Work instruction: Take the line with "Target: orange sky" as the first line and the last line of the data as the final one. Write out those lines exactly, and no others.

________________________

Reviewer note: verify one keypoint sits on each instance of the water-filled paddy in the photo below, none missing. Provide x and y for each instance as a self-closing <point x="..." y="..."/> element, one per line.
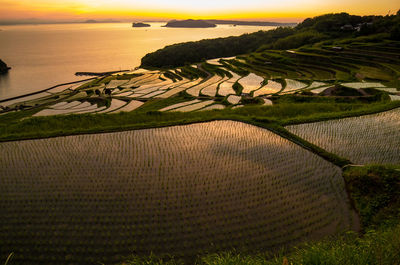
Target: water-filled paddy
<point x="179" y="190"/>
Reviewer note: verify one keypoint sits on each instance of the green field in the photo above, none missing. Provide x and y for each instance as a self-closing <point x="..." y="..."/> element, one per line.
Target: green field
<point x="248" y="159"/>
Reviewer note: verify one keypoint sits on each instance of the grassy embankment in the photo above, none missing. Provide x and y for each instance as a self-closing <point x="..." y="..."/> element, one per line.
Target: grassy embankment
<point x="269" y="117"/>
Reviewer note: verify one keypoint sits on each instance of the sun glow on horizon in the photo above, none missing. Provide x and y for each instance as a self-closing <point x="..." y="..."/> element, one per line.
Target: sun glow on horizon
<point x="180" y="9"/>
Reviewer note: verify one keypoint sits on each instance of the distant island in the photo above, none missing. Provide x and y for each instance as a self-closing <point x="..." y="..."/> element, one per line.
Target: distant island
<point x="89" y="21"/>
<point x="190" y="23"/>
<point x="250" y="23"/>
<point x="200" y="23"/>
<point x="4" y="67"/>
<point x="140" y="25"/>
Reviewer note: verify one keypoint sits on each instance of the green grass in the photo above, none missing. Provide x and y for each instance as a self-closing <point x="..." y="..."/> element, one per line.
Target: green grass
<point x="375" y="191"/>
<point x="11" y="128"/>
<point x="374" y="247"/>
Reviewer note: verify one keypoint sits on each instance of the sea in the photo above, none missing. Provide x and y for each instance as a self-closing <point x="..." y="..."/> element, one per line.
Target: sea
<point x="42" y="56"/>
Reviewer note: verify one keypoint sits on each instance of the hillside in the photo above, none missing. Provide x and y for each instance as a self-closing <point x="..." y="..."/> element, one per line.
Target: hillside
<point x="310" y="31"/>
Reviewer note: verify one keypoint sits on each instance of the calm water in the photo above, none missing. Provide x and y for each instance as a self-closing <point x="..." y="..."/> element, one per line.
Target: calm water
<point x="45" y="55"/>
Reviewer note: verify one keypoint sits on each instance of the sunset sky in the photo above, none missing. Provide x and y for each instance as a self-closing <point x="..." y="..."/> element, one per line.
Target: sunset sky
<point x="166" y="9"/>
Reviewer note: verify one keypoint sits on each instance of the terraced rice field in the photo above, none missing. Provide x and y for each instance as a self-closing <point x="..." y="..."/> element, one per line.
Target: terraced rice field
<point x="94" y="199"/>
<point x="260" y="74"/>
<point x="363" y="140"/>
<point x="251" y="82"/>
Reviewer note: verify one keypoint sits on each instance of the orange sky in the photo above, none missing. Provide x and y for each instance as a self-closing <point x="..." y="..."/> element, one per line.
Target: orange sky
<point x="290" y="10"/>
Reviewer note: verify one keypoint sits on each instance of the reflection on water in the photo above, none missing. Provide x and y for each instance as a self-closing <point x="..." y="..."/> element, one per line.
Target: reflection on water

________________________

Response to the task:
Target: orange sky
<point x="290" y="10"/>
Reviewer note: verify one keypoint sits on each instance of the reflection on water in the photo above, none missing. Provide x and y for each instance as a self-closing <point x="..." y="..."/> element, one per line.
Target: reflection on water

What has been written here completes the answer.